## start Source document
JuliaHEP / UnROOT.jl

Native Julia I/O package to work with CERN ROOT files objects (TTree and RNTuple)
https://juliahep.github.io/UnROOT.jl/
MIT License
102 stars 17 forks source link

Reading a file with Branches and Leafs #323

Closed TheFibonacciEffect closed 7 months ago

TheFibonacciEffect commented 7 months ago

I originally posted this on the julia discourse https://discourse.julialang.org/t/reading-root-file-with-branches/112014. However I believe this might actually be a bug in the package so I am posting my issue here as well.

Here is a link to the file I would like to read: https://polybox.ethz.ch/index.php/s/1aNZCiDSO1f2Eig

Original Post on julia Discourse

This is what I had originaly posted on the julia discourse

I have a root file with a tree, branches and leaves: When I try to read it like using UnROOT like this:

using UnROOT
f = ROOTFile("out_files/pienu00000-00.root")

tree = LazyTree(f,"sim")

I get a bounds error:

ERROR: BoundsError: attempt to access 7-element Vector{Any} at index [-1]
Stacktrace:
  [1] getindex(A::Vector{Any}, i1::Int64)
    @ Base ./essentials.jl:13
  [2] streamerfor(f::ROOTFile, branch::UnROOT.TBranchElement_10)
    @ UnROOT ~/.julia/packages/UnROOT/PnXmk/src/root.jl:160
  [3] UnROOT.JaggType(f::ROOTFile, branch::UnROOT.TBranchElement_10, leaf::UnROOT.TLeafElement)
    @ UnROOT ~/.julia/packages/UnROOT/PnXmk/src/utils.jl:64
  [4] auto_T_JaggT(f::ROOTFile, branch::UnROOT.TBranchElement_10; customstructs::Dict{String, Type})
    @ UnROOT ~/.julia/packages/UnROOT/PnXmk/src/root.jl:365
  [5] auto_T_JaggT
    @ ~/.julia/packages/UnROOT/PnXmk/src/root.jl:360 [inlined]
  [6] LazyBranch(f::ROOTFile, b::UnROOT.TBranchElement_10)
    @ UnROOT ~/.julia/packages/UnROOT/PnXmk/src/iteration.jl:117
  [7] LazyBranch(f::ROOTFile, s::String)
    @ UnROOT ~/.julia/packages/UnROOT/PnXmk/src/iteration.jl:134
  [8] LazyTree(f::ROOTFile, tree::UnROOT.TTree, treepath::String, branches::Vector{String}; sink::Type{LazyTree})
## end Source document
## start Record list
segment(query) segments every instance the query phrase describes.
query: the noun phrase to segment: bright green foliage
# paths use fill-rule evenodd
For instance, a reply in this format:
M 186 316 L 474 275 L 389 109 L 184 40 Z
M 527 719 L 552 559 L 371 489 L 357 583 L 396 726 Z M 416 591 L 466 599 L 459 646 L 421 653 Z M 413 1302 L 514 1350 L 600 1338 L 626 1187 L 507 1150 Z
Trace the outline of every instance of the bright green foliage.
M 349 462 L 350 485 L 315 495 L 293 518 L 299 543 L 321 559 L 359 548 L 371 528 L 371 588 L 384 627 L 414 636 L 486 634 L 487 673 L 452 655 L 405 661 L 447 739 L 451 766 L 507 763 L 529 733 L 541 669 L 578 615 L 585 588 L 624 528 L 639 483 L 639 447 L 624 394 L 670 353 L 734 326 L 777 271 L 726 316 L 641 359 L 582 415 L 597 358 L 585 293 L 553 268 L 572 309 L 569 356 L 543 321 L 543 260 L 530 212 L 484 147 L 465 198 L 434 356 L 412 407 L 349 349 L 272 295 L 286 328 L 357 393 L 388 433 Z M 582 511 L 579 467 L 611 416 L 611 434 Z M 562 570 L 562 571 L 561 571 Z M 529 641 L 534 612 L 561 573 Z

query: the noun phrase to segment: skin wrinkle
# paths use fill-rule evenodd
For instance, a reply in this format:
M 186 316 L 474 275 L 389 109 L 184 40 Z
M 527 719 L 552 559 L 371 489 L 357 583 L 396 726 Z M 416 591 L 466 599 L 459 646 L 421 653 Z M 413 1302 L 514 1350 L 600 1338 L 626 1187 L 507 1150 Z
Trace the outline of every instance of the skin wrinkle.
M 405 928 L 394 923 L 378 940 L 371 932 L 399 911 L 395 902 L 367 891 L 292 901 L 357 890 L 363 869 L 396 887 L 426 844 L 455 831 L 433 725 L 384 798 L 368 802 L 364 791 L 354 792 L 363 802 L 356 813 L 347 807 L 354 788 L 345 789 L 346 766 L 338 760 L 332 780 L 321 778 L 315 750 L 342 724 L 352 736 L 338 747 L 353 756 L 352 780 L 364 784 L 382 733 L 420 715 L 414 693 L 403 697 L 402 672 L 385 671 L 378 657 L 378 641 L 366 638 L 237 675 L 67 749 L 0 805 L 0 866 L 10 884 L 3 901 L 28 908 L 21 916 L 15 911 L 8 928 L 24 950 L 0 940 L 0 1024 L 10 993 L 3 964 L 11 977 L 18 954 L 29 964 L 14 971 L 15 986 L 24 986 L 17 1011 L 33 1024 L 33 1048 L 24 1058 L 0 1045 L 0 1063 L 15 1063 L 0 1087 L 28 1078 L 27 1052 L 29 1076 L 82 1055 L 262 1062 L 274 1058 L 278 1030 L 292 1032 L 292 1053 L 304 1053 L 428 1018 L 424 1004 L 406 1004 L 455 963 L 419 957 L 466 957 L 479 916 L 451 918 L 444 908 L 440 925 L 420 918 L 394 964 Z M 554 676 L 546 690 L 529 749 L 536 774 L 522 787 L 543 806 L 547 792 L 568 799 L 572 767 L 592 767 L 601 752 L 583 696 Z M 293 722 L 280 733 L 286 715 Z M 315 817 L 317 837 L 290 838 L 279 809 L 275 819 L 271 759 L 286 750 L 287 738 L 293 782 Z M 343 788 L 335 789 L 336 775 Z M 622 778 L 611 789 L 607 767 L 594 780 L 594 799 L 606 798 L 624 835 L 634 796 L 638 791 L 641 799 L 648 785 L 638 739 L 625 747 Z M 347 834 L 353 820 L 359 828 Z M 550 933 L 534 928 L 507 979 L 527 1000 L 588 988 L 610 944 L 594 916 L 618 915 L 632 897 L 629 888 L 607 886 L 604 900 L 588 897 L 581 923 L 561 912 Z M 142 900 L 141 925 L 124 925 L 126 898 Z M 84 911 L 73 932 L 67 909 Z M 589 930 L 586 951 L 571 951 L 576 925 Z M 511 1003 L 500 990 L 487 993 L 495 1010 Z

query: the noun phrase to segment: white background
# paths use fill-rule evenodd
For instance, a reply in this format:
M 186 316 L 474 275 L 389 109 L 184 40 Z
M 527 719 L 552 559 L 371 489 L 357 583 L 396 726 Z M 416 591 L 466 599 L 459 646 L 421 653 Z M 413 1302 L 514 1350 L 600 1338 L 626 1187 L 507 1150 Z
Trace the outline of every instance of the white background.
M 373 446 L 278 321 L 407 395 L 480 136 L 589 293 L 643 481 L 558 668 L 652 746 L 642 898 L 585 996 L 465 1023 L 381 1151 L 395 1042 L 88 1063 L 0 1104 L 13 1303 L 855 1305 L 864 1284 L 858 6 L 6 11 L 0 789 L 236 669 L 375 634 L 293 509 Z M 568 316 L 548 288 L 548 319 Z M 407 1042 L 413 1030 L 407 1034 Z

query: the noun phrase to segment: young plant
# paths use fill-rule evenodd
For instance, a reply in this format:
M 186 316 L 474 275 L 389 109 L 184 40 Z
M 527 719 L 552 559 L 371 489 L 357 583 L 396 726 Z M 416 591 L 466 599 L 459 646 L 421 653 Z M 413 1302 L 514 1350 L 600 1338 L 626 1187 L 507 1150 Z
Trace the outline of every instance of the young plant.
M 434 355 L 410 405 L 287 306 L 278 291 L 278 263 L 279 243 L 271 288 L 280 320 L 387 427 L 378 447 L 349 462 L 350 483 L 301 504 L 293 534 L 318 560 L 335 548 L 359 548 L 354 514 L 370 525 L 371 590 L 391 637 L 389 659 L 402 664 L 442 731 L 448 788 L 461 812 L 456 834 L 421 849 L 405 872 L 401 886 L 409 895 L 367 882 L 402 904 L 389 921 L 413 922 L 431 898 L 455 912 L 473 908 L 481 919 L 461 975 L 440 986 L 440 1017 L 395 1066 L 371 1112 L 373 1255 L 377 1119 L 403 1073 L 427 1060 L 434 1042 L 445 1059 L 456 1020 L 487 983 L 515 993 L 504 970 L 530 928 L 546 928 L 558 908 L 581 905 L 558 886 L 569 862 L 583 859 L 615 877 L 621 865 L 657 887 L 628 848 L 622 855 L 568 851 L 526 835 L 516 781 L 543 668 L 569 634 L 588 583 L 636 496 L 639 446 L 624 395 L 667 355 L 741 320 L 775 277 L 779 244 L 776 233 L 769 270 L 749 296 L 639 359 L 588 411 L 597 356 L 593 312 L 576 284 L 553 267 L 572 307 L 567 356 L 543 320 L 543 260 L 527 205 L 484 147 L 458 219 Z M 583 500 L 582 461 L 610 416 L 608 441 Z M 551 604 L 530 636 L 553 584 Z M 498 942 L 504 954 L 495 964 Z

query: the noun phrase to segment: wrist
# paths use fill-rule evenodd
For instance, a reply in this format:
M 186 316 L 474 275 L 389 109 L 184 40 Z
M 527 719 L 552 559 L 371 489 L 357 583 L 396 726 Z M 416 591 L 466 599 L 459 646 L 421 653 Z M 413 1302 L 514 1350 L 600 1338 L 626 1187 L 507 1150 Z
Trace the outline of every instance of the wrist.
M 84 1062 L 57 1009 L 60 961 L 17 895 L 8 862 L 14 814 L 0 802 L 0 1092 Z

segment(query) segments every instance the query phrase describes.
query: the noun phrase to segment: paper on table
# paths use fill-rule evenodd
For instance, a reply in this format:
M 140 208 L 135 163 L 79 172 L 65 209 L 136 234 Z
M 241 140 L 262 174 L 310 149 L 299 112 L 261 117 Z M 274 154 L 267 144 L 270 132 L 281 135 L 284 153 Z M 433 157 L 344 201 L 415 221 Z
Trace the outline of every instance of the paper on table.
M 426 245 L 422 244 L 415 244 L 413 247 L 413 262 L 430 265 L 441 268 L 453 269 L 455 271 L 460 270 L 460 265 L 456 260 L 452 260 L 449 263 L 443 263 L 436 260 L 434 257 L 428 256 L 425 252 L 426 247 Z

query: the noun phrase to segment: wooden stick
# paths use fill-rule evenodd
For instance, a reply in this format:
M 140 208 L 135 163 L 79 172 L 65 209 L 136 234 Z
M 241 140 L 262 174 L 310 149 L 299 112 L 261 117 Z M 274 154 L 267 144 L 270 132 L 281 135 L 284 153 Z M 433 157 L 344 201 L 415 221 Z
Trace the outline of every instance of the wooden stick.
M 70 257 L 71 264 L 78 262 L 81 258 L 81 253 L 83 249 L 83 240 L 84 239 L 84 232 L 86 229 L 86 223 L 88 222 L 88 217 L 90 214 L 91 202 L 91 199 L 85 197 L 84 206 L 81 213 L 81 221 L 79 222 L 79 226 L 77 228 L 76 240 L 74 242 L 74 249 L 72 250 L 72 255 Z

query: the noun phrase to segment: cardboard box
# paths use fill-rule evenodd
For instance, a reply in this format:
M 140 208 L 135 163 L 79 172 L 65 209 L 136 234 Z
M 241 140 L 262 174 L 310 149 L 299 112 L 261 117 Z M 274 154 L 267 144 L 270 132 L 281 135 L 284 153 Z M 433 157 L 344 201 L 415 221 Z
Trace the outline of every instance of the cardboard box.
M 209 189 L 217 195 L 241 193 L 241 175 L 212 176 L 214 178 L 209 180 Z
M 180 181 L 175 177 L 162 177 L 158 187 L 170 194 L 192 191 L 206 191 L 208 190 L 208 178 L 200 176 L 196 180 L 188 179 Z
## end Record list
Tasks:
1. Rewrite the GitHub issue text between "I get a bounds" and "[2] streamerfor(f::ROOTFile, branch::UnROOT.TBranchElement_10)", inclusive, putting "range error" in place of "bounds error".
2. Summarize the GitHub issue in two sentences.
3. In the GitHub issue, which tree name is passed to LazyTree?

Solution list:
1.
I get a range error:

ERROR: BoundsError: attempt to access 7-element Vector{Any} at index [-1]
Stacktrace:
  [1] getindex(A::Vector{Any}, i1::Int64)
    @ Base ./essentials.jl:13
  [2] streamerfor(f::ROOTFile, branch::UnROOT.TBranchElement_10)

2. The poster of the GitHub issue has a ROOT file with a tree, branches and leaves, and first asked about reading it on the Julia Discourse but believes the problem may be a bug in UnROOT.jl. Calling LazyTree(f,"sim") on the file produces a BoundsError from an attempt to access a 7-element Vector{Any} at index [-1].

3. "sim"